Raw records
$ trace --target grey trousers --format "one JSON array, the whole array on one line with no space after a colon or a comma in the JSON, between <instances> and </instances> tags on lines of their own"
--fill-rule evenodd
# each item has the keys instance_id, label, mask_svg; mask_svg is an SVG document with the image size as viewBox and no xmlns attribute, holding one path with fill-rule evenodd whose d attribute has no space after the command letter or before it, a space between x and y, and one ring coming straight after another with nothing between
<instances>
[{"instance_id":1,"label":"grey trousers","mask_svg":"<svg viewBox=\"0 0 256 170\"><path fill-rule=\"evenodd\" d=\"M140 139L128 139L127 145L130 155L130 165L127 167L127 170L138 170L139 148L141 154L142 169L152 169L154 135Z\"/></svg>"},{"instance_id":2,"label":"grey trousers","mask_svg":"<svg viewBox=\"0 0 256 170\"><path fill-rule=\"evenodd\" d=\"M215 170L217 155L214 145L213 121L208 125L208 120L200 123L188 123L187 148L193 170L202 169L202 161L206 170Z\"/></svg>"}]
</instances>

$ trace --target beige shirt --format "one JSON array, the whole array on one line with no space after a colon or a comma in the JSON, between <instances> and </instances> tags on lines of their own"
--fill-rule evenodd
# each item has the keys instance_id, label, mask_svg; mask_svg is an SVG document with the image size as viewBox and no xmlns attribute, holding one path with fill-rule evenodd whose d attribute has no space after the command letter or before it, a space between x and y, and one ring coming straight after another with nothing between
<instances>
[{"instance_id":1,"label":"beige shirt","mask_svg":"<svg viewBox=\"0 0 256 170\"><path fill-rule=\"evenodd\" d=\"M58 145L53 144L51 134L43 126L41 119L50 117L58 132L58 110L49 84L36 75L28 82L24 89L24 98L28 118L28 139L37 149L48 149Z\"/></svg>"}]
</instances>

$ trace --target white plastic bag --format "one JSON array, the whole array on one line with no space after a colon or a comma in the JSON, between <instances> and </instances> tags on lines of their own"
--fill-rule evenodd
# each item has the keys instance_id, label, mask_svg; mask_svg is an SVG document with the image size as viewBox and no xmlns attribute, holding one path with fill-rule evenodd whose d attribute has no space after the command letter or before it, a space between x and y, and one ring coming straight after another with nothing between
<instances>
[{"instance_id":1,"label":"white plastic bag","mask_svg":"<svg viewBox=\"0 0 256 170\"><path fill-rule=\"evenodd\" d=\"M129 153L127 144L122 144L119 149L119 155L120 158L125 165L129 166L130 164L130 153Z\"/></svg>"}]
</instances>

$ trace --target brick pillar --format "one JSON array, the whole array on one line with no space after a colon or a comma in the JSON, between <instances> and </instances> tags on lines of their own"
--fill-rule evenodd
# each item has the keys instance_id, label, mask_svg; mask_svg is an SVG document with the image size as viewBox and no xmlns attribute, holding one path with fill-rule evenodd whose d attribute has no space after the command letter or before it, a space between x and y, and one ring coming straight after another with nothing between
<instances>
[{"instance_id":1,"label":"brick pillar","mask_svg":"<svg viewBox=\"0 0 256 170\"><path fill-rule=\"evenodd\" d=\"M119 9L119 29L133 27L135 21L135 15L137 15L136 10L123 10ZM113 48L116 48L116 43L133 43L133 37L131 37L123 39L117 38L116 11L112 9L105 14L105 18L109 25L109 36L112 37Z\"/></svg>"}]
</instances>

> [AIM]:
Copy out each line exactly.

> [THE SOLUTION]:
$ trace --target grey trousers --format "one JSON array, the whole array on one line with no space after a colon or a comma in the JSON, between <instances> and </instances> tags on lines of their own"
--fill-rule evenodd
# each item has the keys instance_id, label, mask_svg; mask_svg is an SVG document with the image size as viewBox and no xmlns attribute, holding one path with fill-rule evenodd whose d attribute has no space after the command letter or before it, a space between x and y, and one ring coming straight after another with nothing between
<instances>
[{"instance_id":1,"label":"grey trousers","mask_svg":"<svg viewBox=\"0 0 256 170\"><path fill-rule=\"evenodd\" d=\"M140 139L128 139L127 145L130 155L130 165L127 167L127 170L138 170L139 148L141 154L142 169L152 169L154 135Z\"/></svg>"},{"instance_id":2,"label":"grey trousers","mask_svg":"<svg viewBox=\"0 0 256 170\"><path fill-rule=\"evenodd\" d=\"M215 170L217 155L214 145L213 121L208 125L208 120L200 123L188 123L187 148L193 170L202 169L202 161L206 170Z\"/></svg>"}]
</instances>

$ trace --target beige shirt --format "one JSON array, the whole array on one line with no space after a colon or a comma in the JSON, between <instances> and </instances> tags on lines of their own"
--fill-rule evenodd
# each item has the keys instance_id, label, mask_svg; mask_svg is an SVG document with the image size as viewBox and no xmlns attribute, holding one path with fill-rule evenodd whose d attribute has no space after the command letter or before it, a space between x and y, and one ring coming straight after another with nothing between
<instances>
[{"instance_id":1,"label":"beige shirt","mask_svg":"<svg viewBox=\"0 0 256 170\"><path fill-rule=\"evenodd\" d=\"M58 145L53 144L51 134L43 126L41 119L50 117L58 132L58 110L49 84L36 75L28 82L24 89L24 98L28 118L28 139L37 149L48 149Z\"/></svg>"}]
</instances>

$ trace --target white plastic bag --format "one JSON array, the whole array on one line with no space after a colon or a comma in the JSON, between <instances> and </instances> tags on lines of their own"
--fill-rule evenodd
# each item has the keys instance_id, label, mask_svg; mask_svg is an SVG document with the image size as viewBox and no xmlns attribute, holding one path with fill-rule evenodd whose d attribute has no space after the command letter or before it, a space between x and y, and one ring coming straight after another with nothing between
<instances>
[{"instance_id":1,"label":"white plastic bag","mask_svg":"<svg viewBox=\"0 0 256 170\"><path fill-rule=\"evenodd\" d=\"M129 153L127 144L122 144L119 149L119 155L120 158L125 165L129 166L130 164L130 153Z\"/></svg>"}]
</instances>

$ trace --target brick pillar --format "one JSON array, the whole array on one line with no space after a colon or a comma in the JSON, between <instances> and </instances> tags on lines of their own"
--fill-rule evenodd
# each item has the keys instance_id, label, mask_svg; mask_svg is an SVG document with the image size as viewBox and no xmlns attribute, holding one path with fill-rule evenodd whose d attribute has no space after the command letter or before it, a space between x and y, and one ring coming straight after another with nothing between
<instances>
[{"instance_id":1,"label":"brick pillar","mask_svg":"<svg viewBox=\"0 0 256 170\"><path fill-rule=\"evenodd\" d=\"M119 9L119 29L133 27L135 21L135 15L137 15L136 10L123 10ZM113 48L116 48L116 43L133 43L133 37L131 37L123 39L117 38L116 11L112 9L105 14L105 18L109 25L109 36L112 37Z\"/></svg>"}]
</instances>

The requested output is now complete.